Text excerpt
┌────────
Sooo, I did the migration from Lightroom Classic to Lightroom CC and it all went smoothly, but now I'm waiting for the original photos to sync up and it looks like it's going to take approximately 2 months to upload 800GB. I have to pause the sync during the day, because it uses up ALL the upload bandwidth.

Anyway, I checked with my network guy at work and he said, just bring it in and finish the upload here. But I'm installed on a desktop and the thought of lugging the box in on public transport is really not my favourite thought.

So my question is: Is it possible to setup Lightroom CC on a laptop and external drive and continue the sync on a different computer?


----------



## Jim Wilde (Jan 31, 2018)
└────────
Records supplied
┌────────
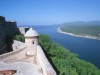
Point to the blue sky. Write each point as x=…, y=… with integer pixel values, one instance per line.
x=34, y=12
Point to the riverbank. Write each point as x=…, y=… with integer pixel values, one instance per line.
x=83, y=36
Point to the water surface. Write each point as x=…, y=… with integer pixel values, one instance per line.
x=87, y=49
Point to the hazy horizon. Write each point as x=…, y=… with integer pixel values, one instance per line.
x=48, y=12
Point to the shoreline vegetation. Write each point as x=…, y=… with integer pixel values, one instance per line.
x=82, y=36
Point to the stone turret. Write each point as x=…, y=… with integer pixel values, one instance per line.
x=31, y=37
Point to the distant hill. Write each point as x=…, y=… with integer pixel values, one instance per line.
x=82, y=23
x=90, y=29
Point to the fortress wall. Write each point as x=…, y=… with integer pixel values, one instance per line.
x=6, y=28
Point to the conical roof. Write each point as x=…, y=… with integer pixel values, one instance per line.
x=31, y=33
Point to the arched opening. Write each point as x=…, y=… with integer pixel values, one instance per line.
x=33, y=42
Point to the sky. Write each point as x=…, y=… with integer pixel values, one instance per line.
x=47, y=12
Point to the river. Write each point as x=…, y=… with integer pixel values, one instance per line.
x=87, y=49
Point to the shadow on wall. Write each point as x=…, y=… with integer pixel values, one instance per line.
x=51, y=62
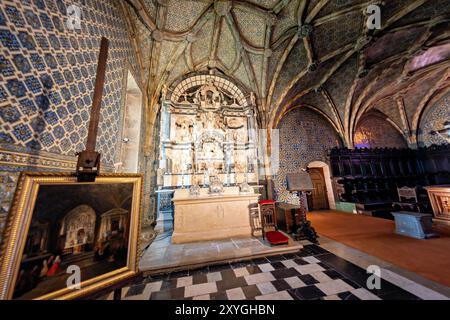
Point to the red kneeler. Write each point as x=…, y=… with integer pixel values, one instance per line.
x=269, y=221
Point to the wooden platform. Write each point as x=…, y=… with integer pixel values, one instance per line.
x=374, y=236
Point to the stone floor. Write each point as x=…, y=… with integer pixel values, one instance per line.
x=311, y=273
x=163, y=255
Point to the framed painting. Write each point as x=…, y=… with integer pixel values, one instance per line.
x=65, y=239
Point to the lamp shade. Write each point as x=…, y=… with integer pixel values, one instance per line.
x=300, y=181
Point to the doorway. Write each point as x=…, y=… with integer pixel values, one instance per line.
x=318, y=200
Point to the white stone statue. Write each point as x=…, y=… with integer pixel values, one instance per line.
x=184, y=130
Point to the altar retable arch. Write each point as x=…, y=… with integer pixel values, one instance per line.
x=208, y=127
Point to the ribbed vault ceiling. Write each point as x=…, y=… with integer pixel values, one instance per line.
x=293, y=52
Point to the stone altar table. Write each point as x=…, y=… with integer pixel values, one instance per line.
x=212, y=217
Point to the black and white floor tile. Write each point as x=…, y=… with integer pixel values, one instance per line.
x=310, y=274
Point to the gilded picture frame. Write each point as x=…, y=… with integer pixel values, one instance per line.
x=24, y=209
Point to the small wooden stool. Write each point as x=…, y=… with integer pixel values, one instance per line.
x=269, y=223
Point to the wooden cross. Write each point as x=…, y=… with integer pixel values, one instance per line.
x=88, y=164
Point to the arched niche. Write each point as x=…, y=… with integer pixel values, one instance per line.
x=306, y=137
x=328, y=181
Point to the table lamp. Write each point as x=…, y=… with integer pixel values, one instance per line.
x=301, y=183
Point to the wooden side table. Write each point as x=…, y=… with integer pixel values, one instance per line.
x=285, y=212
x=301, y=228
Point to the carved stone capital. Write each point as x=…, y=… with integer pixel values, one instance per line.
x=271, y=19
x=313, y=66
x=267, y=53
x=191, y=38
x=363, y=73
x=305, y=30
x=222, y=8
x=157, y=35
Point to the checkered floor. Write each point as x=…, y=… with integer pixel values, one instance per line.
x=310, y=274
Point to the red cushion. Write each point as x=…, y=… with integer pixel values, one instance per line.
x=276, y=237
x=267, y=202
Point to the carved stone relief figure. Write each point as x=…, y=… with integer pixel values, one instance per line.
x=184, y=130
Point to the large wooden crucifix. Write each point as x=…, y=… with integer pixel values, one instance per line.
x=88, y=164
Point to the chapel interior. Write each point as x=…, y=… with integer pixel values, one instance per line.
x=281, y=144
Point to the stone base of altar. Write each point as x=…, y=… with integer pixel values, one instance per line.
x=212, y=217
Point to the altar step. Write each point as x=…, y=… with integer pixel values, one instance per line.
x=162, y=256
└────────
Challenge 1
In the forum post about syncing Lightroom photos, how long does the writer expect the 800GB upload to take?
Challenge 2
Substitute "workstation" for "desktop" in the forum post about syncing Lightroom photos, starting with "Sooo, I did" and going on through "my favourite thought.".
Challenge 3
Pick up the forum thread about moving to Lightroom CC and syncing the original photos, and continue it from the point where it stops.
You won't need the items for what comes next.

Written response 1
Approximately 2 months.

Written response 2
Sooo, I did the migration from Lightroom Classic to Lightroom CC and it all went smoothly, but now I'm waiting for the original photos to sync up and it looks like it's going to take approximately 2 months to upload 800GB. I have to pause the sync during the day, because it uses up ALL the upload bandwidth.

Anyway, I checked with my network guy at work and he said, just bring it in and finish the upload here. But I'm installed on a workstation and the thought of lugging the box in on public transport is really not my favourite thought.

Written response 3
I can't think of an easy way of doing that. Sure, you can setup LRCC on a laptop, but it won't know about the 800GB of photos until they have been uploaded to the cloud. The images are currently held locally on your desktop, so apart from "starting over" (which is difficult anyway) I can't see how it can be done. Unfortunately peer-to-peer syncing isn't a feature of Adobe's cloud apps, which is ideally what you'd want in this situation.

Maybe one of our other gurus here might have an idea.


----------



## lorien (Oct 22, 2018)

Just thought I would update this. I lugged the desktop in on the train and it took about 2 days to upload (as opposed to 3+ months!).


----------



## Victoria Bampton (Oct 23, 2018)

Thanks for the update lorien!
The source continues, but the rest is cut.